DATA FOR REVIEW →
########

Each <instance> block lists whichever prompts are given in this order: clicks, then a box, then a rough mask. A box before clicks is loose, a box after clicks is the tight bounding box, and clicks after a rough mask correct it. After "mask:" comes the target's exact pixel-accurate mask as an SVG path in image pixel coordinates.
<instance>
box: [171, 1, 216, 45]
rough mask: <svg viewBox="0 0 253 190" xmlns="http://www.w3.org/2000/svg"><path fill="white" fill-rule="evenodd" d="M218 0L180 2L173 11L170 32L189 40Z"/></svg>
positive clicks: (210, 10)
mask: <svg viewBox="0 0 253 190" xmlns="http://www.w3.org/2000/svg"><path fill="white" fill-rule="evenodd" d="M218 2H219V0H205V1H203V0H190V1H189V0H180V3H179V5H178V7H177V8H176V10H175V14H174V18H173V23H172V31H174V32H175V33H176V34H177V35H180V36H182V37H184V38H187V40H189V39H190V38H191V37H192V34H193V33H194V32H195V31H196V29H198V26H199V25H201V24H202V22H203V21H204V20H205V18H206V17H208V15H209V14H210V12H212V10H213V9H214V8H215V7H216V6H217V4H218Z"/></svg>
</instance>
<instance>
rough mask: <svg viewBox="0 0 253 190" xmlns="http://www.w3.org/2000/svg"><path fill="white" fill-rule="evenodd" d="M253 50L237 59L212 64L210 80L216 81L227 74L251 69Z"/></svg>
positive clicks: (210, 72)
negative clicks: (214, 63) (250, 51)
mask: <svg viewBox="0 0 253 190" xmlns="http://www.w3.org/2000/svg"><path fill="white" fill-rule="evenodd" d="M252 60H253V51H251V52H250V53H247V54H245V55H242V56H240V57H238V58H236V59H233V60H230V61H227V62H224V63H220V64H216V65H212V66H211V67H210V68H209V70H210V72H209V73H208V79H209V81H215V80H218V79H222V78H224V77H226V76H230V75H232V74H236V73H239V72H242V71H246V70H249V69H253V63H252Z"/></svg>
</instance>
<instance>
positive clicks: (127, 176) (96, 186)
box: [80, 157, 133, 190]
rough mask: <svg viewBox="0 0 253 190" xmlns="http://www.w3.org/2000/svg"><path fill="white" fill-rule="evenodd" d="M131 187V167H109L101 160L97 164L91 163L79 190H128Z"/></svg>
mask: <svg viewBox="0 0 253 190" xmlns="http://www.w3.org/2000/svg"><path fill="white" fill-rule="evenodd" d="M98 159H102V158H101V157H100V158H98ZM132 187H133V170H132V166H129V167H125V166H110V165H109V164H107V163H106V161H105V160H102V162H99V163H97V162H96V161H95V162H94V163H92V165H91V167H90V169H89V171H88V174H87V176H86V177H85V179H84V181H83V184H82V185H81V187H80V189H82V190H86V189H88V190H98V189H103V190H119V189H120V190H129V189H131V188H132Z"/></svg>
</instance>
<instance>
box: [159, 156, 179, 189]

########

REQUEST → Copy the lines above verbatim, from first to last.

ANSWER AREA →
Each <instance> block lists whichever prompts are given in this order: clicks, then a box, then a rough mask. A box before clicks is loose, a box after clicks is the tight bounding box, and clicks after a rough mask correct it. After "mask:" comes the target's exact pixel-accurate mask as an SVG path in image pixel coordinates.
<instance>
box: [171, 1, 216, 45]
rough mask: <svg viewBox="0 0 253 190" xmlns="http://www.w3.org/2000/svg"><path fill="white" fill-rule="evenodd" d="M218 0L180 2L173 11L170 32L189 40Z"/></svg>
positive clicks: (210, 10)
mask: <svg viewBox="0 0 253 190" xmlns="http://www.w3.org/2000/svg"><path fill="white" fill-rule="evenodd" d="M218 2H219V0H205V1H203V0H190V1H189V0H180V3H179V5H178V7H177V8H176V10H175V14H174V18H173V23H172V31H174V32H175V33H176V34H177V35H180V36H182V37H184V38H187V40H189V39H190V38H191V37H192V34H193V33H194V32H195V31H196V29H198V26H199V25H201V24H202V22H203V21H204V20H205V18H206V17H208V15H209V14H210V12H212V10H213V9H214V8H215V7H216V6H217V4H218Z"/></svg>
</instance>
<instance>
rough mask: <svg viewBox="0 0 253 190" xmlns="http://www.w3.org/2000/svg"><path fill="white" fill-rule="evenodd" d="M253 50L237 59L212 64L210 80L216 81L227 74L251 69Z"/></svg>
positive clicks: (210, 72)
negative clicks: (214, 63) (250, 51)
mask: <svg viewBox="0 0 253 190" xmlns="http://www.w3.org/2000/svg"><path fill="white" fill-rule="evenodd" d="M252 60H253V51H251V52H250V53H247V54H245V55H242V56H240V57H238V58H236V59H233V60H230V61H227V62H224V63H220V64H216V65H212V66H211V67H210V68H209V70H210V72H209V73H208V79H209V81H215V80H218V79H222V78H224V77H226V76H230V75H232V74H236V73H239V72H242V71H246V70H249V69H253V63H252Z"/></svg>
</instance>
<instance>
positive clicks: (127, 176) (96, 186)
box: [80, 157, 133, 190]
rough mask: <svg viewBox="0 0 253 190" xmlns="http://www.w3.org/2000/svg"><path fill="white" fill-rule="evenodd" d="M131 187V167H109L101 160L97 164L91 163L79 190H128Z"/></svg>
mask: <svg viewBox="0 0 253 190" xmlns="http://www.w3.org/2000/svg"><path fill="white" fill-rule="evenodd" d="M98 159H102V158H101V157H100V158H98ZM132 187H133V170H132V166H129V167H125V166H110V165H109V164H107V163H106V161H105V160H102V162H99V163H97V162H96V161H95V162H94V163H92V165H91V167H90V169H89V171H88V174H87V176H86V177H85V179H84V181H83V184H82V185H81V187H80V189H82V190H86V189H88V190H98V189H103V190H119V189H120V190H129V189H131V188H132Z"/></svg>
</instance>
<instance>
box: [159, 156, 179, 189]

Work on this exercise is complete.